DOCUMENT TEXT:

━━━━━━━━

Even in downtown Mogadishu, it is clear that few of the city's wild-eyed denizens receive treatment. On one street, a dreadlocked woman pulls down her dress and exposes her breasts. Locals say her husband and seven children perished from disease. Elsewhere, a man grimaces by the roadside. In his hand is a bunch of khat, a socially accepted but addictive stimulant. Under a nearby bridge, unemployed homeless men with bloodshot eyes rest on flattened cardboard boxes after a night's leaf-chewing.

These sufferers roam free. Others are locked down, out of sight. Abubakar Mohamed Sheikhow, 23, was chained by his wrists and ankles in a metal shack in southwest Mogadishu for 12 months before one of Habeb's rescue teams located him last year. Neighbors had restrained him after he violently attacked his mother.

━━━━━━━━

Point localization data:

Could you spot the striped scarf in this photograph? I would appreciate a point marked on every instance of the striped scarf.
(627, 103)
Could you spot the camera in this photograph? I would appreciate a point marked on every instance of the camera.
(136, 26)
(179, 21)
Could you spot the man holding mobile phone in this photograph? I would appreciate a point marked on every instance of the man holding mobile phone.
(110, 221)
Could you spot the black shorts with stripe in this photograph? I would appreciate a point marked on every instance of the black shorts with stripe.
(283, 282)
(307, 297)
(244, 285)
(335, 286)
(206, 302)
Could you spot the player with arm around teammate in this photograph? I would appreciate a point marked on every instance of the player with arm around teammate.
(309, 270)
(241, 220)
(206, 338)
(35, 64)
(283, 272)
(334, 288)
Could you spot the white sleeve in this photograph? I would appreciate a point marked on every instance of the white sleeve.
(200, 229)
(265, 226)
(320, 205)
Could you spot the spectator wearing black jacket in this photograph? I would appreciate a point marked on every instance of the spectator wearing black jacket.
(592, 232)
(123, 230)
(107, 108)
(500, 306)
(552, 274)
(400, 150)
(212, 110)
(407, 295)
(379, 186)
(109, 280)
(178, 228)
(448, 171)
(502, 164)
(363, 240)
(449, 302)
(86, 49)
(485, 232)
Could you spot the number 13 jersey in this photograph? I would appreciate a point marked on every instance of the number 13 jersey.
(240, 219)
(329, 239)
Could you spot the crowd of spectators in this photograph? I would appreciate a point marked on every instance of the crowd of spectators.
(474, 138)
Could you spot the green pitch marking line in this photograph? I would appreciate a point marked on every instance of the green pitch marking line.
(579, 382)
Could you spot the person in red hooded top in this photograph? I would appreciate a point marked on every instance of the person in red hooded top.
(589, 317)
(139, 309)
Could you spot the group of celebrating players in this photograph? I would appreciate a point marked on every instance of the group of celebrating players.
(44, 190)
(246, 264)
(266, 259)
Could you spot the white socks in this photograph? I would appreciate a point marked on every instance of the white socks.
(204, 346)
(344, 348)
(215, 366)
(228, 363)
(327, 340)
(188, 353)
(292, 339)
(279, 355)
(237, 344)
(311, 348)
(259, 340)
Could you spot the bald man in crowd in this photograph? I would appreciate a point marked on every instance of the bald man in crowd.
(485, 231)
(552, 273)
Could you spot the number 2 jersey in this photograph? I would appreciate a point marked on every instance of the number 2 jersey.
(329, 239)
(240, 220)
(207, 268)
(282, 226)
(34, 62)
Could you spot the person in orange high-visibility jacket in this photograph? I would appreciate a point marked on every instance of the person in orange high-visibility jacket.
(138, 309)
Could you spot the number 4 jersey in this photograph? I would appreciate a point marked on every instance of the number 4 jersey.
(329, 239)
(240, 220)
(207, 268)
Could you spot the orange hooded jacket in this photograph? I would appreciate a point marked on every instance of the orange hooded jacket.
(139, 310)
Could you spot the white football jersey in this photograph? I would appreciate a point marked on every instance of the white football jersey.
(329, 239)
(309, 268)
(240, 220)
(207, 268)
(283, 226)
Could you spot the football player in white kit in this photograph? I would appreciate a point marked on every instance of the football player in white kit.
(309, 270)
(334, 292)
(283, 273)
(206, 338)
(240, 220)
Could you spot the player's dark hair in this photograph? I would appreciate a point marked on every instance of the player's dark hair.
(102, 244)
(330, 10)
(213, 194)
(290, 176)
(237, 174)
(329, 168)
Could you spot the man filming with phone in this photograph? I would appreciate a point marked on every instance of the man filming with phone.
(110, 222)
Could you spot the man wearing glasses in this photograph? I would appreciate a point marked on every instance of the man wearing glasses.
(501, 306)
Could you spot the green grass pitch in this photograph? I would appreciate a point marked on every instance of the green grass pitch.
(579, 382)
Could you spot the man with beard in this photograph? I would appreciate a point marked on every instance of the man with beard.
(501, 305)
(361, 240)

━━━━━━━━

WHAT TO WORK ON:
1) Rewrite the paragraph of the Mogadishu passage that begins "Even in downtown Mogadishu" as a short bulleted list that keeps its main facts.
2) Go on with the Mogadishu passage, starting after its final sentence.
The data play no part in this work.

SOLVED TASKS:
1)
- In downtown Mogadishu, few of the city's wild-eyed residents get treatment.
- On one street, a dreadlocked woman exposes her breasts; locals say her husband and seven children died of disease.
- Elsewhere, a man grimaces by the roadside, holding khat, a socially accepted but addictive stimulant.
- Under a nearby bridge, unemployed homeless men with bloodshot eyes rest on cardboard after a night of chewing the leaf.

2)
Dowlay Hassaney, a 27-year-old schizophrenic, was chained to a bush in Eel-Adde, some 55 miles southwest of Mogadishu, when health workers found her in 2011. Her husband had been apparently undeterred by her mental state: She gave birth three times during eight years spent shackled in the sun, according to Habeb. Mobile teams from Habeb's mental-health facilities have saved roughly 2,500 mentally ill Somalis from chains in the southern part of the country, but Habeb guesses that another 5,000 remain shackled by their families in Mogadishu alone.